• _Exercise_
Find every line in the material below that contains the word "positive", matching case, and copy each of those lines.

• _Dataset extract_
^^^^^^^^
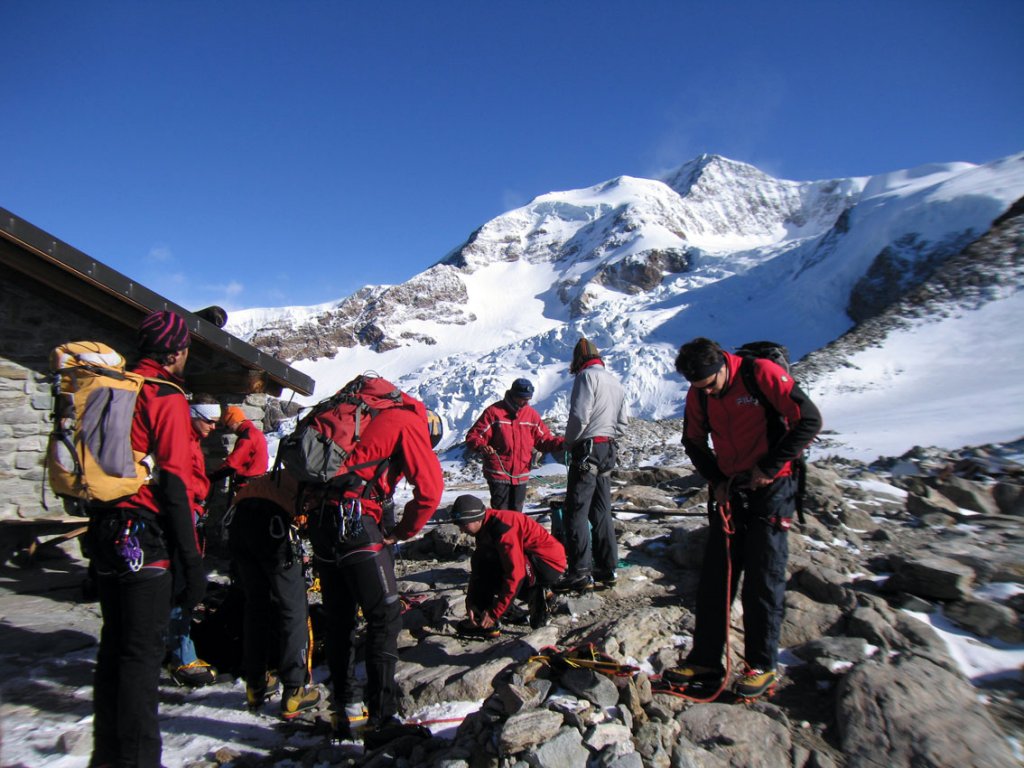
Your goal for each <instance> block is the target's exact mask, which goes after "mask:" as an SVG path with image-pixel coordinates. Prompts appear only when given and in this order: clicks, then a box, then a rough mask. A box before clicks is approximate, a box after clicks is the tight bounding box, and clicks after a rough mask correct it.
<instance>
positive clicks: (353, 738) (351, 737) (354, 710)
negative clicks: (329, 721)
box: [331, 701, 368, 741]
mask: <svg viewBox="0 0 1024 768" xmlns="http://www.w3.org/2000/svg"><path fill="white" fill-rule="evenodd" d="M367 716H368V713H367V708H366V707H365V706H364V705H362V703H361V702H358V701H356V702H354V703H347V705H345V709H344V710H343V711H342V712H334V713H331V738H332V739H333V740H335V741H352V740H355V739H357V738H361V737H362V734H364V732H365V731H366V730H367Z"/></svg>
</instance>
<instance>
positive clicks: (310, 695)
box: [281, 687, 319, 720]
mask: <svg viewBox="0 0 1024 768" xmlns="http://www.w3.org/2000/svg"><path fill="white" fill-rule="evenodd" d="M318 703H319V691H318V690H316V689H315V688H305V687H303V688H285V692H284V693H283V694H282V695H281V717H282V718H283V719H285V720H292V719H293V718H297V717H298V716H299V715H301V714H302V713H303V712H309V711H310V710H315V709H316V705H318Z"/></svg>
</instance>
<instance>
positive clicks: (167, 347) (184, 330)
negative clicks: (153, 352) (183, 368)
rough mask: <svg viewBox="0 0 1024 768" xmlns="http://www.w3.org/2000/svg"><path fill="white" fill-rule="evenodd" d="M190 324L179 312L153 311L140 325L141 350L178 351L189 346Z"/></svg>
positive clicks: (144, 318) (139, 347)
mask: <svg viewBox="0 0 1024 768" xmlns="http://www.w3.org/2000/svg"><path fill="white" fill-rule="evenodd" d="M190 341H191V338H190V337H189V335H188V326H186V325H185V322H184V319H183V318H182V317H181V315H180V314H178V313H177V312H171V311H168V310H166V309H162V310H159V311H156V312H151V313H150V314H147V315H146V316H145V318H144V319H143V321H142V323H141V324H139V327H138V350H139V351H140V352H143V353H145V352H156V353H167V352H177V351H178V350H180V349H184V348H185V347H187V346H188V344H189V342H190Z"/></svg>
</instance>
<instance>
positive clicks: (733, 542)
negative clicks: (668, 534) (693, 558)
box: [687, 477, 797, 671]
^^^^^^^^
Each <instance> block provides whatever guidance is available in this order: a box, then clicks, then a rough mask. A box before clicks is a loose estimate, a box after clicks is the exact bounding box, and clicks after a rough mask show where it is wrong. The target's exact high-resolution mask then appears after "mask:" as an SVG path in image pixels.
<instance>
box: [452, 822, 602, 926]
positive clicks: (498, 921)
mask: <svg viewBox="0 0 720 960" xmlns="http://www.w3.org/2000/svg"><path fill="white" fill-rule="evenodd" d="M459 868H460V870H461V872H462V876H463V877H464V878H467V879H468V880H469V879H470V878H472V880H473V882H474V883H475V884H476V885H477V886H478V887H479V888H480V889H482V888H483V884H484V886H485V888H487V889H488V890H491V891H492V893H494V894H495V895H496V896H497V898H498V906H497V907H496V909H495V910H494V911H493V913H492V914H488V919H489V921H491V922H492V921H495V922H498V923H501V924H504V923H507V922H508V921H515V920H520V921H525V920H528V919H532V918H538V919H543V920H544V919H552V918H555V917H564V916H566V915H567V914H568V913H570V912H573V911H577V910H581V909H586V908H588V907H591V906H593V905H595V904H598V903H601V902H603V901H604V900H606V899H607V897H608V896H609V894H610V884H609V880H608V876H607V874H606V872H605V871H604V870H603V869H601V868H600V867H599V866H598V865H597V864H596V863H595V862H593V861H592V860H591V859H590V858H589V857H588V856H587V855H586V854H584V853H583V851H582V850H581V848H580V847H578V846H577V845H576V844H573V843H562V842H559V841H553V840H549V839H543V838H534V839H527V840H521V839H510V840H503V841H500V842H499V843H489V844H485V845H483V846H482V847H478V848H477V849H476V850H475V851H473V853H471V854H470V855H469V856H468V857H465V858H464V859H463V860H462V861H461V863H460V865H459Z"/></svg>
^^^^^^^^
• _Result for this exercise_
positive clicks: (353, 738) (351, 737) (354, 710)
positive clicks: (310, 695)
positive clicks: (167, 347) (184, 330)
positive clicks: (144, 318) (139, 347)
positive clicks: (733, 542)
positive clicks: (498, 921)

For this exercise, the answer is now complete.